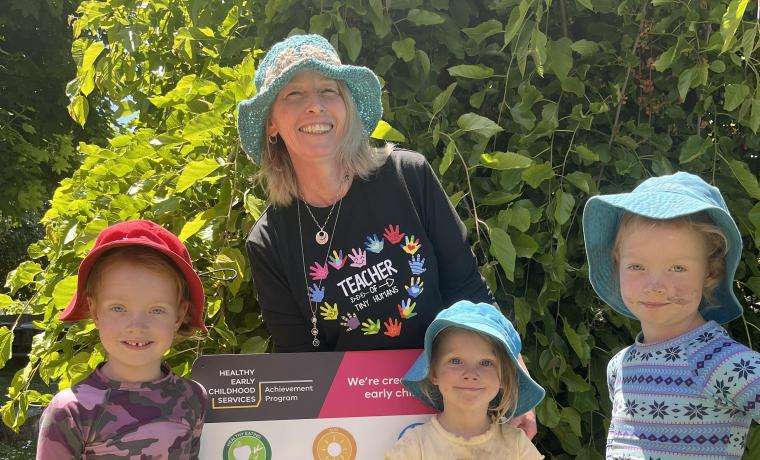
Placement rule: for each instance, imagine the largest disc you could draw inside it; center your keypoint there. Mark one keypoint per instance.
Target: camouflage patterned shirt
(104, 419)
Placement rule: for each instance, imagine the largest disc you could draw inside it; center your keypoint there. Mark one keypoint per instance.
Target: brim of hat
(601, 218)
(361, 81)
(529, 393)
(78, 308)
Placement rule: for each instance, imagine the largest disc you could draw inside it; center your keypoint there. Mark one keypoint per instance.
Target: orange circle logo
(334, 444)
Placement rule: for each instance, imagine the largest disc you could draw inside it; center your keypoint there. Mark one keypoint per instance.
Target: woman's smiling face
(309, 114)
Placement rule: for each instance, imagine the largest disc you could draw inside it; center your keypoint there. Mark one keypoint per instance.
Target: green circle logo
(247, 445)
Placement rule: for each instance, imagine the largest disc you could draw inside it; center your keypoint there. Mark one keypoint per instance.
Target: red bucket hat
(139, 233)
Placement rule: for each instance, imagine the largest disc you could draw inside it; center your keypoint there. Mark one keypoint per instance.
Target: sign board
(338, 405)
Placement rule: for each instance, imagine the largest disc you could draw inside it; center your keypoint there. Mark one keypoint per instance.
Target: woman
(360, 248)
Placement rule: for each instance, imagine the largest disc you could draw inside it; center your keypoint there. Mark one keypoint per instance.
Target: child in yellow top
(469, 372)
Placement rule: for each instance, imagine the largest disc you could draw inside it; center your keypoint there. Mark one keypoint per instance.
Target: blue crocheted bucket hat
(486, 319)
(281, 63)
(665, 197)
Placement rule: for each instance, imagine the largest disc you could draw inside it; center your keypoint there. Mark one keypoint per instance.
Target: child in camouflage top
(139, 287)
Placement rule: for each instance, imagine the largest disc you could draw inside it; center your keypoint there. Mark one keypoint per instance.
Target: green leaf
(585, 47)
(578, 343)
(79, 109)
(472, 122)
(475, 72)
(515, 21)
(746, 178)
(505, 160)
(90, 55)
(666, 58)
(504, 251)
(559, 57)
(483, 30)
(352, 41)
(548, 413)
(64, 291)
(23, 275)
(6, 345)
(572, 418)
(525, 246)
(448, 157)
(730, 22)
(564, 207)
(194, 172)
(536, 174)
(582, 180)
(684, 82)
(442, 98)
(586, 153)
(424, 18)
(387, 132)
(735, 95)
(693, 148)
(404, 49)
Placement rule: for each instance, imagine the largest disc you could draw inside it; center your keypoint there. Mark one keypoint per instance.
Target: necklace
(322, 236)
(312, 304)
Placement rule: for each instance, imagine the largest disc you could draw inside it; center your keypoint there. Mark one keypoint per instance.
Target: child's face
(137, 311)
(466, 372)
(663, 268)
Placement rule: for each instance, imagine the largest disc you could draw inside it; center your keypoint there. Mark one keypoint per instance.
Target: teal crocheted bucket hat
(281, 63)
(661, 198)
(486, 319)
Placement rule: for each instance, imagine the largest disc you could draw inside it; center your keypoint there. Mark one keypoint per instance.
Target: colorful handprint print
(374, 244)
(358, 257)
(349, 321)
(337, 260)
(316, 293)
(415, 287)
(406, 308)
(392, 327)
(371, 327)
(411, 245)
(318, 272)
(417, 265)
(393, 235)
(329, 312)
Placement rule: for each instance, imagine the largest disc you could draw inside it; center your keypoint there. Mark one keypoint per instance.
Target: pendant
(322, 237)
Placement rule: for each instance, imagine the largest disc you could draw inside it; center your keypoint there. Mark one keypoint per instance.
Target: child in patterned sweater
(666, 255)
(138, 285)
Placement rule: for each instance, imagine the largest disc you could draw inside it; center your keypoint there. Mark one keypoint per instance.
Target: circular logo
(334, 444)
(247, 445)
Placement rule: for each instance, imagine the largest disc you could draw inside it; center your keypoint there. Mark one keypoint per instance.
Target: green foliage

• [GOAL] Make a word-for-word copy of the entries, without any pictures.

• [FULL SOLUTION]
Placement rule: for each instance, imagine the largest disc you could draw inside it; center your keypoint there. Mark one keypoint per instance.
Target: camouflage patterned shirt
(104, 419)
Placement rule: for each instance, imagine the largest disc you could draw inside it; center your keypoint there. Mark one keypoint per instance.
Target: brim of hat
(601, 218)
(361, 81)
(529, 393)
(78, 308)
Placement rule: for each instance, imagine the largest disc you could draw inside it; center your keypoint there. Mark one keypoint per instance.
Target: orange circle logo
(334, 444)
Placement rule: for each instance, imagine the largest disc you could draw inside it; center your keypoint there. Mark one keypoint per instance.
Target: woman's smiling face
(309, 114)
Placement rule: for each instance, imagine the largest disc you could draw inside it; center your keypoint there. Mark one keypoint per instance.
Target: green circle logo
(247, 445)
Placement rule: for each instance, imagine the largest disc you could draw inside it; center your keypoint there. Mark one keypoint per instance.
Target: red bucket hat
(139, 233)
Placement rule: for each instance, imagine the largest disc you could draw inside it; center your keypoint there. Mark one keypoint per instance.
Target: sign board
(338, 405)
Placement rule: for each instance, imagine the largest disc you could draw inside it; center your keypoint there. Mark one keypoint per instance.
Target: woman
(360, 248)
Placement rule: for each instance, imagine the largest disc you could draw inside it; center your keypoint there. Mark one keypoint per instance.
Target: child in yellow top
(469, 372)
Placement rule: for each instance, imagine the largest disc you could draw inside it; center your keypoint there. Mark one keypoint per instance.
Target: blue crocheted bucket hat
(486, 319)
(281, 63)
(665, 197)
Placement rule: for each instance, imagine the largest disc you could draw inside it; center your keypoint there. Mark one keypoint per instance.
Target: child in camouflage top
(139, 287)
Placement rule: for each instance, imagine the largest disc you could draw inside it; center your keypoint there. Mark one keypoint per instance.
Target: green leaf
(585, 47)
(578, 343)
(79, 109)
(472, 122)
(475, 72)
(515, 21)
(746, 178)
(505, 160)
(90, 55)
(666, 58)
(504, 251)
(559, 57)
(483, 30)
(352, 41)
(548, 413)
(64, 291)
(23, 275)
(6, 345)
(572, 418)
(525, 246)
(448, 157)
(730, 22)
(564, 207)
(194, 172)
(536, 174)
(582, 180)
(684, 82)
(442, 98)
(586, 153)
(424, 18)
(387, 132)
(735, 95)
(693, 148)
(404, 49)
Placement rule: for each instance, imagine the largest disc you could draw inside it; center your keypoint there. Mark one keypoint per instance.
Target: necklace
(322, 236)
(312, 304)
Placement rule: for each instance, imagine the largest disc you could draw inside it; center your keypoint there. Mark one keypoint per instance.
Target: child's face
(137, 311)
(466, 372)
(663, 268)
Placement rule: for each instance, imagine the largest disc you could draw inside it; center your keypoint there. Mark one keypoint per instance.
Target: teal crocheted bucket hat
(281, 63)
(661, 198)
(486, 319)
Placement rule: for each instance, imagine the largest disc you could draw inside it; center your keypoint there. Mark one keypoint per instance.
Target: colorful handprint print
(374, 244)
(358, 257)
(349, 321)
(337, 260)
(316, 293)
(415, 287)
(406, 308)
(392, 327)
(371, 327)
(411, 245)
(318, 272)
(417, 265)
(393, 235)
(329, 312)
Placement rule: for each instance, imagine the largest disc you could draw inside it; center your keypoint there. Mark one keypoint per instance.
Target: pendant
(322, 237)
Placement rule: for each instance, imagine the largest disc you could draw inside it; center your keypoint there. Mark one keypoint per instance.
Target: child in patterned sweater
(666, 255)
(138, 285)
Placement rule: for each instance, imagine the largest disc you could draw inside it; center your keypoint there. Mark one keypoint per instance.
Target: circular logo
(334, 444)
(247, 445)
Placement rule: for each instance, imagine the largest disc you could draw inside it; center your keypoint there. Mark one keypoint per instance.
Target: green foliage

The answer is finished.